● **Parts of the exercise**:
1. Convert the listing, starting at the line containing "Each instance receives one point. Mark the painted" and running through the final line of the listing, into a JSON list of strings with one string per line and blank lines omitted.
2. Pick up the essay on disliking Valentine's Day right after its last sentence.

● **Document section**:
┌──
Shrevolution! Or, I Hate Valentine’s Day

14 Feb

I’m just going to go ahead and put this out there: I’m not exactly the world’s biggest fan of Valentine’s Day.

I mean, it’s fine when you’re a little kid. You make sure to wear something red or pink, tell your parents how much you love them, and draw hearts all over every-fucking-thing. Everyone in your class gives you a card, your gorge yourself on chocolate, then spend the afternoon in a sugar-fuelled frenzy and throw up all over your babysitter’s carpet. End of story.

Then you hit puberty, and Valentine’s Day becomes this huge, looming thing. Like, it’s the only day where you can truly prove just how much you love (or, at least, want to fuck) another person. You can be in a happy committed relationship for every other day of the year, but if you happen to be single on Valentine’s Day, then you, my friend, are the most pathetic person in the world. Or at least you’re made to feel like you are.

My dislike for Valentine’s Day has slowly evolved over the years. In grade school I thought it was fine, maybe even sort of fun, and in high school I endured it, handing out ironic valentines to friends and crushes alike (go ahead, ask me how well that worked in the dating department). By university, though, I was ready to declare open season on V-Day.

I decided that the modern-day, grown-up version of Valentine’s Day was nothing less than a capitalist nightmare, chock-full of obligations to spend money: on flowers, on dinner, on chocolates, on jewellery, on sexy lingerie. There were other, insinuated obligations, too. For example, women were expected to pay for all the attention and money lavished on them by putting out, whether they wanted to or not. I even once had a male friend say to me, “If I buy my girlfriend flowers for Valentine’s Day, she basically has to have sex with me, right?”

Uh, no, dude. She doesn’t.

And, I mean, seriously, out of all the thinly-Christianized pagan celebrations to take hold this side of the Atlantic, how did crappy old Valentine’s Day manage to make it onto that list? Why can’t we celebrate May Day and dance around may poles? How come we don’t do anything for St. John’s Eve, a.k.a. Midsummer? I would way rather build some bad-ass bonfires in June than hand out ugly, mass-produced cards in February.

All of this was part of the reason why my roommates and I decided to throw an Anti-Valentine’s-Day party during second year. My mother had put a package of pink, heart-shaped Post-It notes in my stocking that Christmas, so we used those to decorate our apartment, scrawling things like, “LOVE IS AN ILLUSION” and “FUCK YOU” on them. You know, the usual romantic stuff.

Aside from the fact that a girl that no one liked and no one would admit to inviting ended up vomiting red wine all over our bathroom, the party was a resounding success.

The next year, my friends and I celebrated Valentine’s Day a little differently. Our plans started innocently enough: we were going to go eat greasy, delicious, non-romantic food and then go somewhere for drinks. There were four of us, two of whom had boyfriends, and all we really wanted was a quiet, Galentine’s night out.

Once we got to the pub, things went downhill fast.
└──
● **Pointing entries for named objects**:
┌──
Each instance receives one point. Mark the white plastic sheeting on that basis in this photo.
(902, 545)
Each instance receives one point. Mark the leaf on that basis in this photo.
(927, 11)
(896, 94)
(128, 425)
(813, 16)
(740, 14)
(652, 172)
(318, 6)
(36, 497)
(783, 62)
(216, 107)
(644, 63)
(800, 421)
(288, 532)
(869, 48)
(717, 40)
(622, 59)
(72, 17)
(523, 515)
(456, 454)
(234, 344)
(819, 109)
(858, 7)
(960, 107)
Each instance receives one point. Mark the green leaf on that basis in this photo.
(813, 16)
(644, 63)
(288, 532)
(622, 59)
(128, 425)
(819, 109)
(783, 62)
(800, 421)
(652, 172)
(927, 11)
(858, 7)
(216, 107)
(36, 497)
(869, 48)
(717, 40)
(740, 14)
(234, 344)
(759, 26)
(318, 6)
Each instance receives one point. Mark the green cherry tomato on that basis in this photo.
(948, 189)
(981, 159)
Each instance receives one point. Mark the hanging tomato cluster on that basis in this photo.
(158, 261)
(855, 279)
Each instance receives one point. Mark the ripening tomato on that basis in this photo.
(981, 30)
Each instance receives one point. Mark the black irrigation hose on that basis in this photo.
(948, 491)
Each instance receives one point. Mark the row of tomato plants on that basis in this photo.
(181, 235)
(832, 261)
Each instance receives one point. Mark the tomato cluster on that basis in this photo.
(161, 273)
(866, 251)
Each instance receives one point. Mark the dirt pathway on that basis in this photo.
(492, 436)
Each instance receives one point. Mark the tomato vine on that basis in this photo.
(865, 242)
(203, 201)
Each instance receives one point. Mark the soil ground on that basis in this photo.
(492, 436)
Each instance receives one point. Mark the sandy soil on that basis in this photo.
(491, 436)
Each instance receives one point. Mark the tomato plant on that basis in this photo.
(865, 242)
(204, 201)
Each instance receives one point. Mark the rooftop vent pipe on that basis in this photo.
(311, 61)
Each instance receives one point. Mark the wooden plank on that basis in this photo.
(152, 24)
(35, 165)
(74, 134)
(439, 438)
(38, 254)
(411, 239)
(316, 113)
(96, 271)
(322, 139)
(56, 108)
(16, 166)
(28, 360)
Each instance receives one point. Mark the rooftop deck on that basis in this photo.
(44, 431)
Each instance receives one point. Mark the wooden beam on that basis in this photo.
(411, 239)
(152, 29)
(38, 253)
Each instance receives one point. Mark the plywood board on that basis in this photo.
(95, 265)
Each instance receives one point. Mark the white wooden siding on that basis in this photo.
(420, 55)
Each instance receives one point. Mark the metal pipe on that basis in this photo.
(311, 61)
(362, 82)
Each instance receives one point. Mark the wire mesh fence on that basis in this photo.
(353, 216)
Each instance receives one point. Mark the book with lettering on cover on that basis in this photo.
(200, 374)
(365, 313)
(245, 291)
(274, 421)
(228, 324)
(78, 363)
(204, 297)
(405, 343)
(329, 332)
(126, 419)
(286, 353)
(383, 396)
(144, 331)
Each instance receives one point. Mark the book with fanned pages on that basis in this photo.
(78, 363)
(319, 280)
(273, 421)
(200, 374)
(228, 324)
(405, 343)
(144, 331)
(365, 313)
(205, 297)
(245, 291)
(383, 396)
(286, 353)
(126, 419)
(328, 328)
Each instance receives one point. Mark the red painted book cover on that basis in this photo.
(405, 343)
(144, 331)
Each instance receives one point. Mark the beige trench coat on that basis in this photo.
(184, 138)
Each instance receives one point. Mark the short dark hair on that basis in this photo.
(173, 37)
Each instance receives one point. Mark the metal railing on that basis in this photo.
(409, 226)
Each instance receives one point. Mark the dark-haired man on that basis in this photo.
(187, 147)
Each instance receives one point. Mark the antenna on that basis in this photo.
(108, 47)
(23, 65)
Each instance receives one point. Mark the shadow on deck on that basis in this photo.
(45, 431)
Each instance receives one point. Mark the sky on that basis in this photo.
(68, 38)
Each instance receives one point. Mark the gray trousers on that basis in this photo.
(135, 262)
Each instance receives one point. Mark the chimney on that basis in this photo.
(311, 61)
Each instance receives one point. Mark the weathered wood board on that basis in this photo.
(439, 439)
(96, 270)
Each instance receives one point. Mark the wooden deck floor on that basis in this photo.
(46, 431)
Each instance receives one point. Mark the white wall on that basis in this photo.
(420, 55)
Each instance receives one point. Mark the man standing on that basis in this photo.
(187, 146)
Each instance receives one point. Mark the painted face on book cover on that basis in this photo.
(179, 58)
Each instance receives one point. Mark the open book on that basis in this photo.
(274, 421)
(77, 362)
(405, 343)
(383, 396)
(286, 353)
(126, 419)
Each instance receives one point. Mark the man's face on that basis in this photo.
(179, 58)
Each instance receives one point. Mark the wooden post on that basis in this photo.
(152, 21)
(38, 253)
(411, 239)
└──
● **Task-by-task outputs**:
1.
[
  "Each instance receives one point. Mark the painted face on book cover on that basis in this photo.",
  "(179, 58)",
  "Each instance receives one point. Mark the open book on that basis in this photo.",
  "(274, 421)",
  "(77, 362)",
  "(405, 343)",
  "(383, 396)",
  "(286, 353)",
  "(126, 419)",
  "Each instance receives one point. Mark the man's face on that basis in this photo.",
  "(179, 58)",
  "Each instance receives one point. Mark the wooden post on that basis in this photo.",
  "(152, 21)",
  "(38, 253)",
  "(411, 239)"
]

2.
A few drinks into the evening, the ranting began. And, naturally, the more we drank, the more belligerent we became.

“Fuck Valentine’s Day!” said one of my friends, “People think it’s all about women, but really it’s all about dicks getting some action.”

“Yeah, fuck dicks,” said another. “I mean, don’t actually fuck them, but also, fuck them.”

“Valentine’s Day should be for clits, not dicks! Dudes should be obligated to prove that they can perform proper oral sex before taking a woman out for V-Day,” said someone else. “Clit not dick! Clit not dick!”

Clit Not Dick ended up becoming our mantra for the evening. We repeated it frequently and loudly. We decided that we were going to start a revolution based on our new slogan, one that would free women everywhere from the oppressive shackles of Valentine’s Day. We began approaching romantic-looking couples at other tables to ask if they’d hear the good news about Clit Not Dick. We harassed the band with demands for songs by Veruca Salt, Hole, and, strangely, Counting Crows (they actually did end up playing Mr. Jones, probably just to make us go away).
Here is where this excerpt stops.